● **EXTRAIT**

Mafia
Le tueur a fait le vide autour de Vito Rizzuto
Agence QMI
Antonio Nicaso
20/11/2010 08h01
Paolo Renda est toujours porté disparu.
© Archives
L'auteur de ce texte, Antonio Nicaso, est un spécialiste de la mafia et du crime organisé. Il a écrit plusieurs ouvrages dont Les liens du sang (2001) et Trafic de drogue (2006). Il a écrit cette analyse pour l'Agence QMI.
Le meurtrier de Nicolo Rizzuto -- le patriarche de la famille mafieuse la plus connue de Montréal -- avait une idée derrière la tête.
Il voulait faire le vide complet autour du fils du parrain, Vito, qui purge une peine de 10 ans dans une prison américaine, pour sa participation dans un triple meurtre commis en 1981 dans un club social de Brooklyn. L'extradition de Vito en 2006 a créé un vide du pouvoir, qui a engendré une attaque sur le désormais vulnérable clan Rizzuto.
Le fils de Vito, Nick Junior, a été abattu en décembre dernier. Son beau-frère, Paolo Renda, a été enlevé en mai et il est toujours porté disparu. En juillet, son principal allié, Agostino Cuntrera, a été abattu avec son garde du corps. En août, un autre ami, Federico del Peschio, a été tué devant son restaurant.
En plus de ces meurtres, des dizaines de cafés italiens et de pizzerias ont été incendiés ces dernières années.
Les théories abondent à savoir qui a commandé le meurtre de Nicolo Rizutto, âgé de 86 ans. Est-ce une famille mafieuse ambitieuse de l'Ontario ou de New York? Est-ce une guerre interne à Montréal au sein même du clan Rizzuto?
Les enjeux principaux de cette guerre de pouvoir mafieux se résument au lucratif commerce de la drogue à Montréal et à l'obtention de contrats dans l'industrie de la construction.
L'opinion d'un expert
Un rare aperçu de la puissance et de la richesse des Rizzuto a récemment été révélé de la bouche même d'un enquêteur de la GRC, devant un tribunal italien.
La GRC a témoigné que la famille était un acteur majeur dans l'industrie de la construction du Québec, recevant une commission de 5 % sur chaque contrat public.
Le montant d'argent que représente ce 5 % est stupéfiant.
Le plus important programme d'infrastructure de l'histoire du Québec prévoit des dépenses de 42 milliards $ en cinq ans sur des projets routiers et hydroélectriques.
Nicolo Rizutto incarnait l'ancien et le nouveau, le dernier vrai parrain qui était encore en vie et à l'extérieur de la prison.
Ce qui faisait de lui quelqu'un de particulier était qu'il avait combiné la tradition et l'innovation; la tradition d'un mafieux sicilien du monde rural et l'innovation d'un trafiquant de drogue en Europe, en Amérique du Nord et en Amérique du Sud.
Lorsque Nicolo est descendu du bateau Vulcania MS, au quai 21 à Halifax en 1954, il était alors âgé de 29 ans.
Avec lui se trouvaient sa femme, Libertina, et leurs deux enfants, Maria, sept ans, et Vito, huit ans.

● **DONNÉES SOURCES**
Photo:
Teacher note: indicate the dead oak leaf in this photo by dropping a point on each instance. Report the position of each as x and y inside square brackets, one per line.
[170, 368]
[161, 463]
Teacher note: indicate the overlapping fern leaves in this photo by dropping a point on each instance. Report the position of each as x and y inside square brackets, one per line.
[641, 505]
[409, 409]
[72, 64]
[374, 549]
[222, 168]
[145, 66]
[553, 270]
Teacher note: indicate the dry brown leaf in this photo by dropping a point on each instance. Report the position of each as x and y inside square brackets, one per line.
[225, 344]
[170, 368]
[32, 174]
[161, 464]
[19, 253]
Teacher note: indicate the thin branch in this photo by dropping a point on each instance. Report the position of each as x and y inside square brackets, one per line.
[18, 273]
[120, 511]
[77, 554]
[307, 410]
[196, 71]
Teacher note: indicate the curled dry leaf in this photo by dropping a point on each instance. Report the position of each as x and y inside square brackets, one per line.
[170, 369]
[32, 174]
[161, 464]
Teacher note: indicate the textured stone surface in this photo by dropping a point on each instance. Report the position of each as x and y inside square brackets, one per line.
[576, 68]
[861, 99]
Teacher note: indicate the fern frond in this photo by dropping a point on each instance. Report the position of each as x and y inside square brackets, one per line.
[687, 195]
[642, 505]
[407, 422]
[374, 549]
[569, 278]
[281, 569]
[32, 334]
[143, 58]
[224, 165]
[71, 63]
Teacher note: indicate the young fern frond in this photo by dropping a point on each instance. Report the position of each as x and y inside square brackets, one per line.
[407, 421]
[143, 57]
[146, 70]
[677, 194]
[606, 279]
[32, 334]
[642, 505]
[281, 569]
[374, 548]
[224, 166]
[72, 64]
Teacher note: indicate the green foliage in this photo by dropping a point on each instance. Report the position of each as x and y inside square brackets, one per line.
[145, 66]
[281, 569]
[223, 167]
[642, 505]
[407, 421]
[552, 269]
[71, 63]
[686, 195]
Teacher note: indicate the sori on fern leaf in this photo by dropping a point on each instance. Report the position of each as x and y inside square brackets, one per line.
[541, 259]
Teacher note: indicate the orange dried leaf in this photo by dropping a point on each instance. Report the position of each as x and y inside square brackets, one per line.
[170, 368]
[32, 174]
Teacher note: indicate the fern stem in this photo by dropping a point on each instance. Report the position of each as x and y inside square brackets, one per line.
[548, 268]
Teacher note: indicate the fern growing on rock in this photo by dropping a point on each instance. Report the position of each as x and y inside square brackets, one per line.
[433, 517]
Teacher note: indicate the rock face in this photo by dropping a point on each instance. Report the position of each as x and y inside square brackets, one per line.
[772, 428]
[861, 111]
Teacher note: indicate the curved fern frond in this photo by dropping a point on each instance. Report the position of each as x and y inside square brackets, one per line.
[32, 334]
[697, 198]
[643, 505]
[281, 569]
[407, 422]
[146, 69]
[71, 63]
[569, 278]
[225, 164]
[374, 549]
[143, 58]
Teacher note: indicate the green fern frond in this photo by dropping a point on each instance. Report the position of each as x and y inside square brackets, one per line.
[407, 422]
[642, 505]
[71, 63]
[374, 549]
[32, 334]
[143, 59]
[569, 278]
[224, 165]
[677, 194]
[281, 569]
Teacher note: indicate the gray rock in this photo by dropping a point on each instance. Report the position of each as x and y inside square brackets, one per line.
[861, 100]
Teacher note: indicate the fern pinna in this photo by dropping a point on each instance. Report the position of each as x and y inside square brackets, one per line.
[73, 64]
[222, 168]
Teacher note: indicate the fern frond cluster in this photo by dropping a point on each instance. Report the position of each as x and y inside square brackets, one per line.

● **PROBLÈMES À RÉSOUDRE**
**1.** Selon l'article sur le clan Rizzuto, quelle commission la GRC dit-elle que la famille touchait sur chaque contrat public ?
**2.** Reprenez l'article sur le clan Rizzuto là où il s'arrête et poursuivez-le.

● **CORRIGÉ**
**1.** Une commission de 5 % sur chaque contrat public.

**2.**
Ils n'étaient pas pauvres selon les normes de la Sicile occidentale et il n'aurait pas connu la faim, alors que Nicolo était un «campiere», un gardien, dans la province d'Agrigente où son beau-père, Antonino Manno, était le patron de la mafia locale.
À la fois charmant et dur, Nicolo appartenait à une génération de patrons qui avaient grandi autour de la «latifundium», un système de grandes propriétés agricoles en Sicile. En tant que «campiere», les agriculteurs le payaient pour avoir le droit de travailler la terre et les propriétaires le payaient pour la protection.
Nicolo était toutefois jeune, confiant et ambitieux, et le Canada était un pays qui promettait davantage que la Sicile.
Les Rizzuto se sont rapidement dirigés vers Montréal, qui comptait sur une communauté italienne bien établie et en croissance rapide.
Montréal était un aimant pour les nouveaux arrivants siciliens, alors que les Calabrais du sud de l'Italie avaient plutôt ten-dance à s'installer en Ontario, là où il y avait beaucoup d'emplois dans la construction.
Lorsque les Rizzuto sont arrivés, Montréal avait la réputation d'une ville dure, qui avait tellement de maisons closes et où les maladies vénériennes étaient si présentes, qu'elle était interdite aux marins de la marine américaine durant la Deuxième Guerre mondiale.
Dans l'organisation Cotroni
Nicolo est devenu un membre de l'organisation Cotroni, une branche de la puissante famille Bonanno de New York.
Il s'est hissé au sommet à la fin des années 1970, après l'assassinat de Paolo Violi et de ses frères Francesco et Rocco, originaires de Hamilton. À partir du modeste club social situé sur la rue Jarry Est, Nicolo et son fils Vito ont dirigé jusqu'en 2006 une famille criminelle sophistiquée et incontestée, ayant des tentacules mondiaux.
Récemment, Nicolo ressemblait davantage à un bon vieux grand-père qu'à un parrain de la mafia. Mais, l'extradition de son fils, l'assassinat de son petit-fils et la disparition de son gendre, l'ont contraint à revenir aux affaires de sa meurtrière entreprise.
Nicolo a été abattu par un tireur d'élite qui a tiré à travers une fenêtre de sa maison de Montréal, alors qu'il se préparait à dîner avec sa femme et sa fille. Son rival, Rocco Violi, a été abattu dans sa cuisine de Montréal par un tireur d'élite en octobre 1980, alors que son épouse était également présente.
Il s'agit d'une troublante ressemblance.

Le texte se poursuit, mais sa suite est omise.